Stored records:
----
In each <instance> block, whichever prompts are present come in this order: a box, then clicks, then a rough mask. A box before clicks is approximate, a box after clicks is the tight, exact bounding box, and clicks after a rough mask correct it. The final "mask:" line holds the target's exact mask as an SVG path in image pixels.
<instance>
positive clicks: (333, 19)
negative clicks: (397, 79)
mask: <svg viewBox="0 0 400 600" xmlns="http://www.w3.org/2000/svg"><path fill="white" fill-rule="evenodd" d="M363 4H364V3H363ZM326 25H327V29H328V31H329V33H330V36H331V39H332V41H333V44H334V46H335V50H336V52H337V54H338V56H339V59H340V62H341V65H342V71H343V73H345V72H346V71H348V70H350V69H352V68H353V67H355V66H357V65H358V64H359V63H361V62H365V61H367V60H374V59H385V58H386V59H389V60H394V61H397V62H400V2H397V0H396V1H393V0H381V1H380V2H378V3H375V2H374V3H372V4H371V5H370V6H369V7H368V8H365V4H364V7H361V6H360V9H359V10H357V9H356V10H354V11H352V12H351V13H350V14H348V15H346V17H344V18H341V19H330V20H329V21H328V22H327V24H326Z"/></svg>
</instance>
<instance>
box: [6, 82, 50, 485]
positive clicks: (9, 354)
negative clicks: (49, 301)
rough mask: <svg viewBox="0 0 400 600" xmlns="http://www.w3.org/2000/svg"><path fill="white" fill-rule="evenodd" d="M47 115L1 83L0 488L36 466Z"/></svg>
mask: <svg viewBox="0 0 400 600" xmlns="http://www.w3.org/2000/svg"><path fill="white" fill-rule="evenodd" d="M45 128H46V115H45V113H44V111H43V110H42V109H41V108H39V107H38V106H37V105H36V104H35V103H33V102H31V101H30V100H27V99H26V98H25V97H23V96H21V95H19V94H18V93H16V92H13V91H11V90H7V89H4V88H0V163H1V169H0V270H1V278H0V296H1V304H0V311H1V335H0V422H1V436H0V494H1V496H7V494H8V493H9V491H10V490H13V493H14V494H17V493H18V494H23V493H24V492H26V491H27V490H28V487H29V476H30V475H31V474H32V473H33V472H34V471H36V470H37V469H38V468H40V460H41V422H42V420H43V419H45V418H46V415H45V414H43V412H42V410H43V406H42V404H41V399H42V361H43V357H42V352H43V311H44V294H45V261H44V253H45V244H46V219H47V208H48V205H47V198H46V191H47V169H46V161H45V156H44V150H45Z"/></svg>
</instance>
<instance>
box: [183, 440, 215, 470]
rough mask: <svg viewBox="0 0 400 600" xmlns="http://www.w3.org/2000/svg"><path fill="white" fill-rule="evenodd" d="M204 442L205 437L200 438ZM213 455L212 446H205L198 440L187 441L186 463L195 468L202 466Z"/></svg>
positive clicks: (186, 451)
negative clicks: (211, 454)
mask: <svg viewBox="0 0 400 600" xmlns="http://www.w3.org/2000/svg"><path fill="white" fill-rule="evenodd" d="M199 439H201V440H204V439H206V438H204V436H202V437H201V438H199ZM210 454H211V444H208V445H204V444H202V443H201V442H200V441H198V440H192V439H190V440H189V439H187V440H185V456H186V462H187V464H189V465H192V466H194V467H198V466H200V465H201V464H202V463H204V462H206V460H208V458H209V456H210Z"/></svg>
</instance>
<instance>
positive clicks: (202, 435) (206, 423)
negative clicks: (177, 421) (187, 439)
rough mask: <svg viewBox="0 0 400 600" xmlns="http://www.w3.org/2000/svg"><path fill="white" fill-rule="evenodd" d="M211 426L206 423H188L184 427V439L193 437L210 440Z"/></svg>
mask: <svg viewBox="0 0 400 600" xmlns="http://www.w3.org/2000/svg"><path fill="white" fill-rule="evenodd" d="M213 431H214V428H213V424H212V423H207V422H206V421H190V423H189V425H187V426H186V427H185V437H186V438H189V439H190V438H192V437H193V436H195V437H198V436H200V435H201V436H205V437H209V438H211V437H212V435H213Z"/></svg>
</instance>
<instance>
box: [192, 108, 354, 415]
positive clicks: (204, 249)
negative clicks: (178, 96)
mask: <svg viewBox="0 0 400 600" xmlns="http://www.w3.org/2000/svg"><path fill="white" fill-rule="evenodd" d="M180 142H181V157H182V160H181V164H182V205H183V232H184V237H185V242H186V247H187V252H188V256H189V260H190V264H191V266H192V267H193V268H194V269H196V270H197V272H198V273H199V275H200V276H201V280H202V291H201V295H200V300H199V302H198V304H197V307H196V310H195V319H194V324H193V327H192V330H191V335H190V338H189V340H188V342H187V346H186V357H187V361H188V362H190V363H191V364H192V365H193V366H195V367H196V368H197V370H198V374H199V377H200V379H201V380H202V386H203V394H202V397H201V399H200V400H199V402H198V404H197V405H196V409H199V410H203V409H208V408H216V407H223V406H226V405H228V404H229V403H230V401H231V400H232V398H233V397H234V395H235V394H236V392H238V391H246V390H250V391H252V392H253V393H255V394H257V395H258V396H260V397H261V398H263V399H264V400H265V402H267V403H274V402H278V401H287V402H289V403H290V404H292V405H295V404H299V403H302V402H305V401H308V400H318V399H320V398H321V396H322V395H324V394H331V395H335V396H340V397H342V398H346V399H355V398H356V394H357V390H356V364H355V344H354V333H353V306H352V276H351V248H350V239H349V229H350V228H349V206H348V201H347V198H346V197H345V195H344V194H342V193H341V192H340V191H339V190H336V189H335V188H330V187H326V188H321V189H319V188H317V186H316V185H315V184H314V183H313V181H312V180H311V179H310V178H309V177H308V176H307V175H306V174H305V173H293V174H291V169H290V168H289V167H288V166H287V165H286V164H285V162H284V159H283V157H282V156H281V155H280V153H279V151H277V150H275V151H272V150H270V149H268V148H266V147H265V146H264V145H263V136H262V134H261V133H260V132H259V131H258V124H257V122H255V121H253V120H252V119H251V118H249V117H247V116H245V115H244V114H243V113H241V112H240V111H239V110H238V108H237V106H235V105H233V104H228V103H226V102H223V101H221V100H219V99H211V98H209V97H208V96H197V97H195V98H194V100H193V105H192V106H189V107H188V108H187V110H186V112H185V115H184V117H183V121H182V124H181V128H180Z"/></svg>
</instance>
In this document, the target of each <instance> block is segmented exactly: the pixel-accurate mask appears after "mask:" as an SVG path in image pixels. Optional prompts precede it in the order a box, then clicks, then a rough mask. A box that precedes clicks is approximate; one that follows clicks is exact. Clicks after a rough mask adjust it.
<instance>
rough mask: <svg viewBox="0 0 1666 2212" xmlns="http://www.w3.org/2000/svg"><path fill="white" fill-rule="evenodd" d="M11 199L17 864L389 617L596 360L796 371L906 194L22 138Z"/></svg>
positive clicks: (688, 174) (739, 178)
----
WHAT TO WORK ON:
Every line of the data is to be retyped without alteration.

PROBLEM SOLUTION:
In each <instance> block, whichever prompts are present come in this order: a box, then clicks, then a rough mask. A box before clicks is approximate, a box after clicks is the tight, exact bounding box, and clicks after a rough mask correct it. The final "mask:" line holds the target's exact mask as an SVG path in image pixels.
<instance>
positive clicks: (333, 19)
negative clicks: (397, 79)
mask: <svg viewBox="0 0 400 600" xmlns="http://www.w3.org/2000/svg"><path fill="white" fill-rule="evenodd" d="M363 4H364V3H363ZM326 25H327V29H328V31H329V33H330V36H331V39H332V41H333V44H334V46H335V50H336V52H337V54H338V56H339V59H340V62H341V65H342V71H343V73H345V72H346V71H348V70H350V69H352V68H353V67H355V66H357V65H358V64H359V63H361V62H365V61H367V60H374V59H385V58H386V59H389V60H394V61H397V62H400V2H397V0H396V1H393V0H381V1H380V2H378V3H375V2H374V3H372V4H371V5H370V6H369V7H368V8H365V4H364V7H361V6H360V9H359V10H357V9H356V10H354V11H352V12H351V13H350V14H348V15H346V17H344V18H341V19H330V20H329V21H328V22H327V24H326Z"/></svg>
</instance>
<instance>
box: [6, 82, 50, 485]
positive clicks: (9, 354)
negative clicks: (49, 301)
rough mask: <svg viewBox="0 0 400 600" xmlns="http://www.w3.org/2000/svg"><path fill="white" fill-rule="evenodd" d="M47 115L1 83L0 488L36 466Z"/></svg>
mask: <svg viewBox="0 0 400 600" xmlns="http://www.w3.org/2000/svg"><path fill="white" fill-rule="evenodd" d="M45 128H46V115H45V113H44V111H43V110H42V109H41V108H39V107H38V106H37V105H36V104H35V103H33V102H31V101H30V100H27V99H26V98H25V97H23V96H21V95H19V94H18V93H16V92H13V91H11V90H7V89H4V88H0V163H1V169H0V270H1V278H0V296H1V304H0V311H1V335H0V422H1V436H0V494H1V496H7V494H8V493H9V491H10V490H13V493H14V494H17V493H18V494H23V493H24V492H26V491H27V490H28V487H29V476H30V475H31V474H32V473H33V472H34V471H36V470H37V469H38V468H40V460H41V422H42V420H43V419H45V418H46V415H45V414H43V412H42V410H43V406H42V404H41V399H42V361H43V357H42V352H43V311H44V294H45V261H44V253H45V244H46V219H47V208H48V205H47V198H46V191H47V169H46V161H45V156H44V150H45Z"/></svg>
</instance>
<instance>
box: [183, 440, 215, 470]
rough mask: <svg viewBox="0 0 400 600" xmlns="http://www.w3.org/2000/svg"><path fill="white" fill-rule="evenodd" d="M204 442L205 437L200 438ZM213 455L212 446H205L198 440L187 441L186 463L195 468L202 466Z"/></svg>
positive clicks: (186, 451)
negative clicks: (211, 454)
mask: <svg viewBox="0 0 400 600" xmlns="http://www.w3.org/2000/svg"><path fill="white" fill-rule="evenodd" d="M199 439H201V440H204V439H206V438H204V436H202V437H201V438H199ZM210 454H211V444H208V445H204V444H202V443H201V442H200V441H198V440H192V439H190V440H189V439H187V440H185V456H186V462H187V464H189V465H192V466H194V467H198V466H200V465H201V464H202V463H204V462H206V460H208V458H209V456H210Z"/></svg>
</instance>
<instance>
positive clicks: (202, 435) (206, 423)
negative clicks: (177, 421) (187, 439)
rough mask: <svg viewBox="0 0 400 600" xmlns="http://www.w3.org/2000/svg"><path fill="white" fill-rule="evenodd" d="M211 426L206 423H188L184 427V439L193 437L210 440Z"/></svg>
mask: <svg viewBox="0 0 400 600" xmlns="http://www.w3.org/2000/svg"><path fill="white" fill-rule="evenodd" d="M213 431H214V428H213V424H212V423H207V422H206V421H190V423H189V425H187V426H186V427H185V437H186V438H189V439H190V438H192V437H193V436H195V437H198V436H200V435H201V436H205V437H209V438H211V437H212V435H213Z"/></svg>
</instance>
<instance>
box: [192, 108, 354, 415]
positive clicks: (204, 249)
negative clicks: (178, 96)
mask: <svg viewBox="0 0 400 600" xmlns="http://www.w3.org/2000/svg"><path fill="white" fill-rule="evenodd" d="M180 142H181V157H182V160H181V164H182V205H183V232H184V237H185V242H186V247H187V252H188V256H189V260H190V264H191V266H192V267H193V268H194V269H196V270H197V272H198V273H199V275H200V276H201V280H202V291H201V295H200V300H199V302H198V304H197V307H196V310H195V319H194V324H193V327H192V330H191V335H190V338H189V340H188V342H187V346H186V357H187V361H188V362H190V363H191V364H192V365H193V366H195V367H196V368H197V370H198V374H199V377H200V379H201V380H202V386H203V394H202V397H201V399H200V400H199V402H198V404H197V405H196V409H199V410H203V409H208V408H216V407H223V406H226V405H228V404H229V403H230V401H231V400H232V398H233V397H234V395H235V394H236V392H238V391H246V390H250V391H252V392H253V393H255V394H257V395H258V396H260V397H261V398H263V399H264V400H265V402H267V403H274V402H278V401H287V402H289V403H290V404H292V405H295V404H299V403H302V402H305V401H308V400H318V399H320V398H321V396H322V395H324V394H331V395H335V396H340V397H342V398H346V399H355V398H356V394H357V390H356V364H355V344H354V333H353V306H352V276H351V248H350V239H349V229H350V228H349V206H348V201H347V198H346V197H345V195H344V194H342V193H341V192H340V191H339V190H336V189H335V188H330V187H326V188H321V189H319V188H317V186H316V185H315V184H314V183H313V181H312V180H311V179H310V178H309V177H308V176H307V175H306V174H305V173H293V174H291V169H290V168H289V167H288V166H287V165H286V164H285V162H284V159H283V157H282V156H281V155H280V153H279V151H277V150H275V151H272V150H270V149H268V148H266V147H265V146H264V145H263V136H262V134H261V133H260V132H259V131H258V124H257V122H255V121H253V120H252V119H251V118H249V117H247V116H245V115H244V114H243V113H241V112H240V111H239V110H238V108H237V106H235V105H233V104H228V103H226V102H223V101H221V100H219V99H211V98H209V97H208V96H197V97H195V98H194V100H193V105H192V106H189V107H188V108H187V110H186V112H185V115H184V117H183V121H182V124H181V128H180Z"/></svg>
</instance>
In this document, the target of each <instance> block is segmented exactly: the pixel-accurate mask appears after "mask:" as an SVG path in image pixels. Optional prompts precede it in the order a box, then clicks, then a rough mask. A box that precedes clicks is approximate; one that follows clicks is exact. Clicks after a rough mask adjust it.
<instance>
rough mask: <svg viewBox="0 0 1666 2212" xmlns="http://www.w3.org/2000/svg"><path fill="white" fill-rule="evenodd" d="M11 199L17 864L389 617L596 360L796 371L906 194L22 138Z"/></svg>
positive clicks: (688, 174) (739, 178)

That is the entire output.